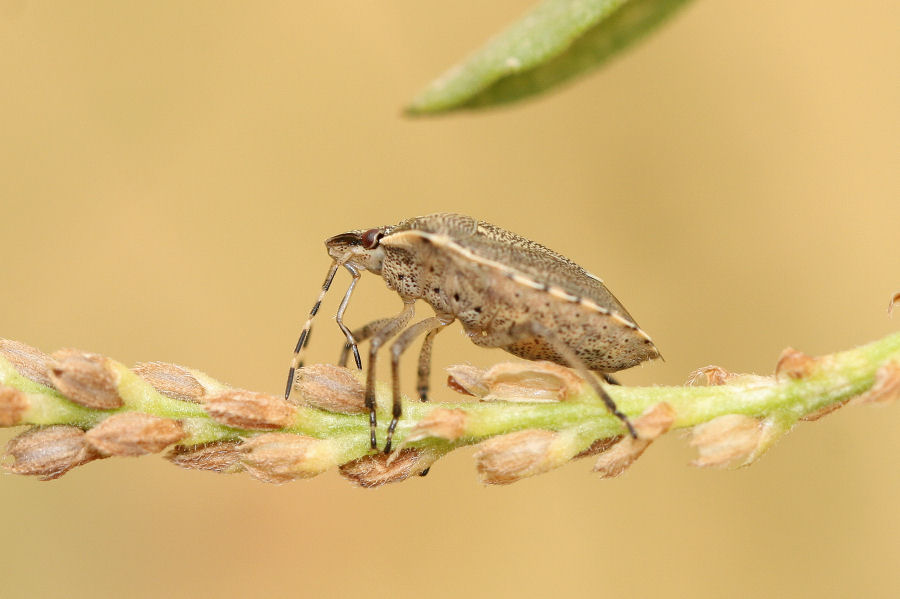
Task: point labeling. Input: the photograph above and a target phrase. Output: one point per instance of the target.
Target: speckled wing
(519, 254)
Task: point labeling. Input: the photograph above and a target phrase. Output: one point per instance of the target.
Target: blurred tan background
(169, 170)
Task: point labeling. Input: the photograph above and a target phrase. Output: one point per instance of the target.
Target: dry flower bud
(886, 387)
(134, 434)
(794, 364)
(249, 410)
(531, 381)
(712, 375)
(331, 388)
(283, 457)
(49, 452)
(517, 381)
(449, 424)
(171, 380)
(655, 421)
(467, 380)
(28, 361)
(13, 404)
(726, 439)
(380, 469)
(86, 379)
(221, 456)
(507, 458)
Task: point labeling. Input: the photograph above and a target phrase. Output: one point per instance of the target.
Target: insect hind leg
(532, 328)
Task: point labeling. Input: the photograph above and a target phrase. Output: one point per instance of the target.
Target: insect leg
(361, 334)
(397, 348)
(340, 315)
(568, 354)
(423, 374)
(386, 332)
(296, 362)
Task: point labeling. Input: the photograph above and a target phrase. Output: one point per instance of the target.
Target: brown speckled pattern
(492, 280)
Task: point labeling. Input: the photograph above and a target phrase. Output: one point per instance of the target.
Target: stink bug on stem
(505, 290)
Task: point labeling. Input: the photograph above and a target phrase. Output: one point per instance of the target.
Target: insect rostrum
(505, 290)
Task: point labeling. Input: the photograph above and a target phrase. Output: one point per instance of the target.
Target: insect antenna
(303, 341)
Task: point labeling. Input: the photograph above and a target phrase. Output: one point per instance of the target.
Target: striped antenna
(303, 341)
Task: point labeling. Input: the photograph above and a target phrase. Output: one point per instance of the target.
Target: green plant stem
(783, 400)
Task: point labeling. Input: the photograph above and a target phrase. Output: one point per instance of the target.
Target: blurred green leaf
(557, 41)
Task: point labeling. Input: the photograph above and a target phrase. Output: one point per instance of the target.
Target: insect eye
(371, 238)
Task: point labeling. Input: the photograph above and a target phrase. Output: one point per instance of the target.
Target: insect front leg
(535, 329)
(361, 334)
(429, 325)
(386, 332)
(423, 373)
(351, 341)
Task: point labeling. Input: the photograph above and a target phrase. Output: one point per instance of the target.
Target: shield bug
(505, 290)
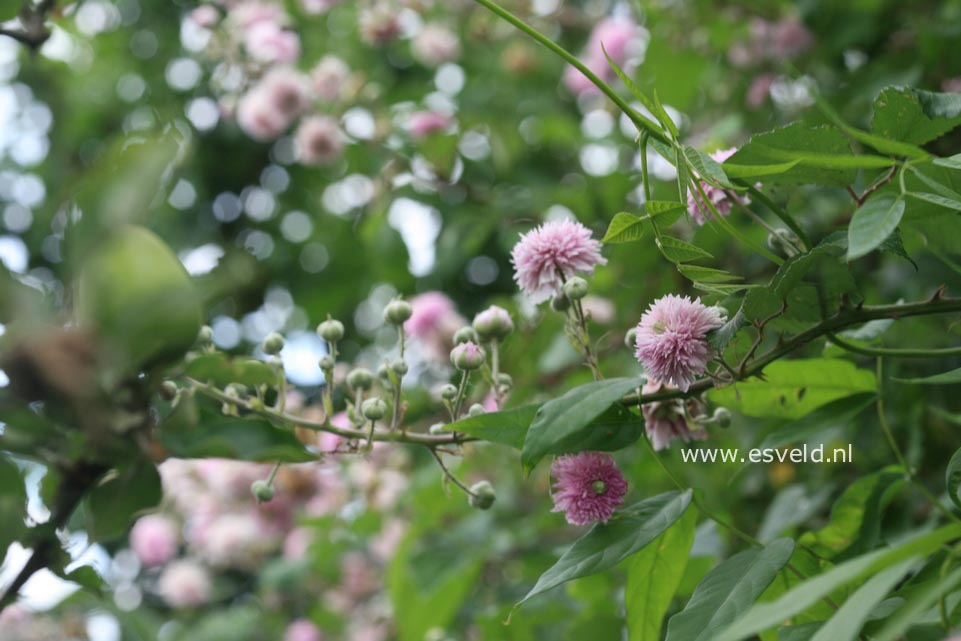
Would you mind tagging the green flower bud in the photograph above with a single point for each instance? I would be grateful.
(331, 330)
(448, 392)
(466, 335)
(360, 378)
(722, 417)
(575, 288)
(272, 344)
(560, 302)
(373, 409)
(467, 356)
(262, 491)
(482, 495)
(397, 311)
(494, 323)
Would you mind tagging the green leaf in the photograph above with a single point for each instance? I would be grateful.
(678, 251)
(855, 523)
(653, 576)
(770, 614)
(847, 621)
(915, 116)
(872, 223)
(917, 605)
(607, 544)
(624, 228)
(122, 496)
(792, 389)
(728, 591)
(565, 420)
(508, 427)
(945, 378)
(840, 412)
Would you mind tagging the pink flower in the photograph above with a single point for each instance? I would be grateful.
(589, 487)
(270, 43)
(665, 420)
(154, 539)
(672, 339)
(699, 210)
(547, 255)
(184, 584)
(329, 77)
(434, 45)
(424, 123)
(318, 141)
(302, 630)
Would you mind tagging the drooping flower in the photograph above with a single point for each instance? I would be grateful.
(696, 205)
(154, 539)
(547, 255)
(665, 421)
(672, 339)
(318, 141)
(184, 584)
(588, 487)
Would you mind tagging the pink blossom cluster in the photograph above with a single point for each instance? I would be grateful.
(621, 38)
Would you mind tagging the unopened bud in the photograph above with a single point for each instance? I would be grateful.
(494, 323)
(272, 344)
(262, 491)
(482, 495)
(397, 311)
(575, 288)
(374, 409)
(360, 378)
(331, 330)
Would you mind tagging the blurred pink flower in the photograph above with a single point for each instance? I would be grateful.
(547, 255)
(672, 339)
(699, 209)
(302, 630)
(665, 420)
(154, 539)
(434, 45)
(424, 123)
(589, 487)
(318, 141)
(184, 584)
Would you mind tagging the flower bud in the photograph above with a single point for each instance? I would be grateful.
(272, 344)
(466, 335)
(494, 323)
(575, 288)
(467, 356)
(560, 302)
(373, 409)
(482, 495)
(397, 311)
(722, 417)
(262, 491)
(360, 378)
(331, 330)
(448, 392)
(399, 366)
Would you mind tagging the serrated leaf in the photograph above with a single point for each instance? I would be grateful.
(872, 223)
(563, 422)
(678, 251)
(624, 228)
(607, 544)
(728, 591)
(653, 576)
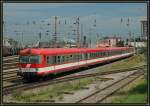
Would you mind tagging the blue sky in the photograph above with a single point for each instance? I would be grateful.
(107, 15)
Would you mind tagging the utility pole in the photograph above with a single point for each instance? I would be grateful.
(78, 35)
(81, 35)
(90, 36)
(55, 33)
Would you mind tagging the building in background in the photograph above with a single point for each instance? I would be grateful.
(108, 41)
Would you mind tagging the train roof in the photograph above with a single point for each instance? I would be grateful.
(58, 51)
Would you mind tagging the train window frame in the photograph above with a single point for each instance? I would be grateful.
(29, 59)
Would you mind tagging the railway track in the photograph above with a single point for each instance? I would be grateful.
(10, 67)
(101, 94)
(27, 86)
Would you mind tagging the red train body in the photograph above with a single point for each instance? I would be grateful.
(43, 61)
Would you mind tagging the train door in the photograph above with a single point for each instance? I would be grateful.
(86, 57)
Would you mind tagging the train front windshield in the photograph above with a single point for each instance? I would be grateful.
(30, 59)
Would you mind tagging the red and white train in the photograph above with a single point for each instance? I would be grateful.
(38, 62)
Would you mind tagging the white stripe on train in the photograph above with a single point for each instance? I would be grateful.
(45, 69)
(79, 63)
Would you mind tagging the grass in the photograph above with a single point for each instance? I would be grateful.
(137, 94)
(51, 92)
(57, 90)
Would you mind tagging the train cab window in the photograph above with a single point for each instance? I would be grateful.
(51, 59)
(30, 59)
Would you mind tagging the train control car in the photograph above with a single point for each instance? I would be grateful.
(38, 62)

----------

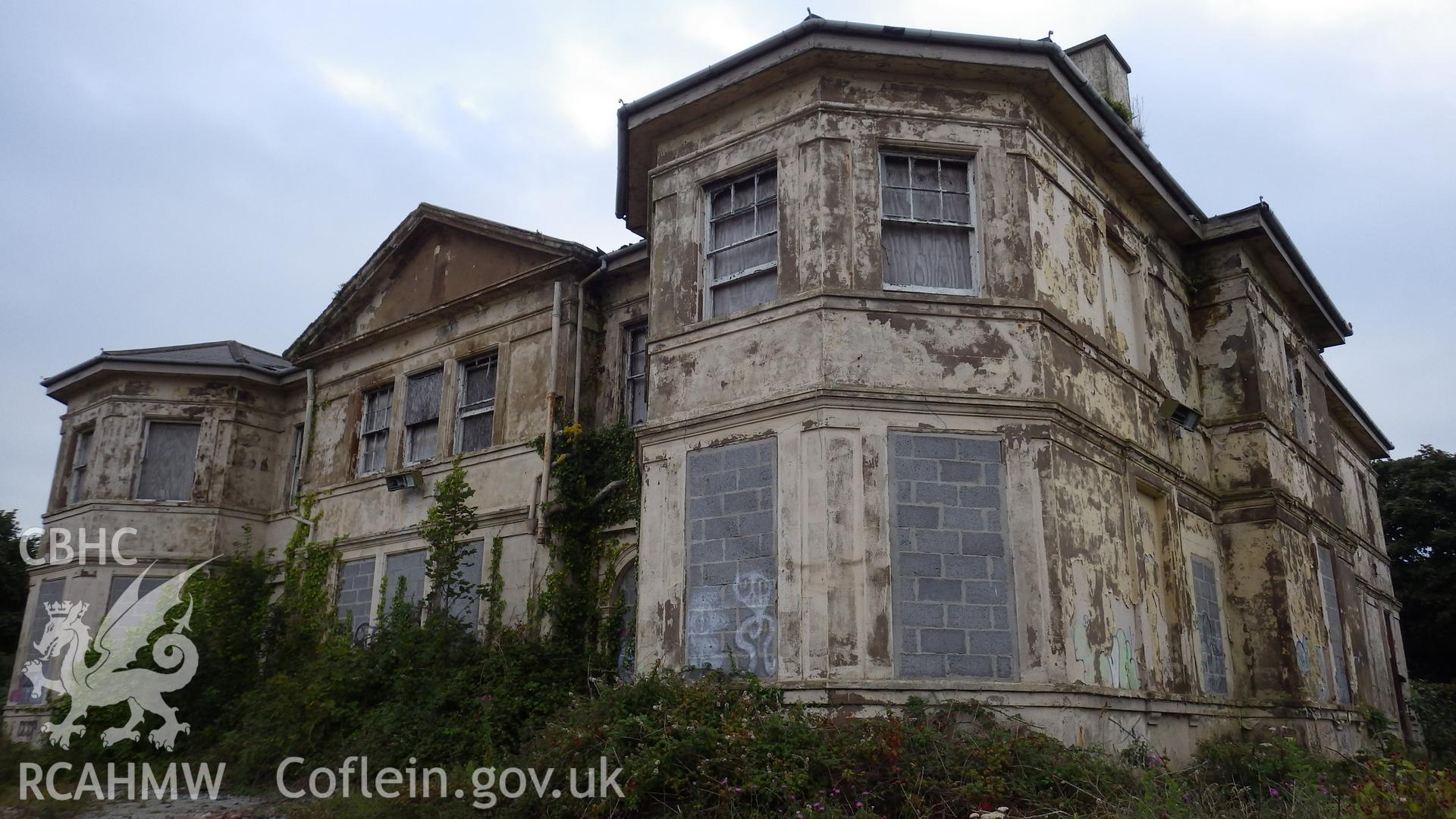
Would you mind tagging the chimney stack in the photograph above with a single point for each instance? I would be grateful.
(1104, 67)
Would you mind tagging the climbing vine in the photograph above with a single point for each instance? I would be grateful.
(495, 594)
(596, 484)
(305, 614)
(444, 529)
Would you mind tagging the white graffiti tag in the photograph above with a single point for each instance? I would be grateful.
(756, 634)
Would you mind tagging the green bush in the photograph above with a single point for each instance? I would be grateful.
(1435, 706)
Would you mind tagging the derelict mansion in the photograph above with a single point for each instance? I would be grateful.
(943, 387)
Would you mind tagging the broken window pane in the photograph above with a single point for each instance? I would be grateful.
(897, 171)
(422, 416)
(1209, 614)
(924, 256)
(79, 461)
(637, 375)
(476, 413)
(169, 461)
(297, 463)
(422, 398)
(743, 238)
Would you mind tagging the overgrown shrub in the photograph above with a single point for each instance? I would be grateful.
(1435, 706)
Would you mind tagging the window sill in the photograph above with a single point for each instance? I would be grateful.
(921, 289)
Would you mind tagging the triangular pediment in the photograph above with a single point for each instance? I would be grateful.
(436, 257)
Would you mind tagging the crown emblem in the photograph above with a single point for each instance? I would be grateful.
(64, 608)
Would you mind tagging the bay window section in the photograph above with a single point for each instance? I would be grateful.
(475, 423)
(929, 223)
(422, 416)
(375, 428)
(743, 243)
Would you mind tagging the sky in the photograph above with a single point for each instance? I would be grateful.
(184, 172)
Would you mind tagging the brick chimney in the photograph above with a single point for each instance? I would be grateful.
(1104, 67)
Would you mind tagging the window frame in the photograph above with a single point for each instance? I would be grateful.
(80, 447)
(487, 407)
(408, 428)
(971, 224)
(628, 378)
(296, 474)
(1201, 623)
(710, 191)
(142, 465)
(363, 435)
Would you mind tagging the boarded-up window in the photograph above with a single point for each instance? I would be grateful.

----------

Instructions for the task:
Send back exactly the lines of the listing above starting at the one with "Would you mind tagging the window frame" and ending at the one with "Would you mind tagging the boarded-up", inclusive, and no others.

Answer:
Would you mind tagging the window frame in the photograph above with a single point for each instance? I would be grateful.
(80, 447)
(487, 407)
(408, 428)
(971, 224)
(628, 378)
(296, 474)
(1201, 623)
(710, 191)
(142, 465)
(363, 435)
Would you mind tagging the boarded-up window in the photograph above with a single point for each instance? I would be grateful.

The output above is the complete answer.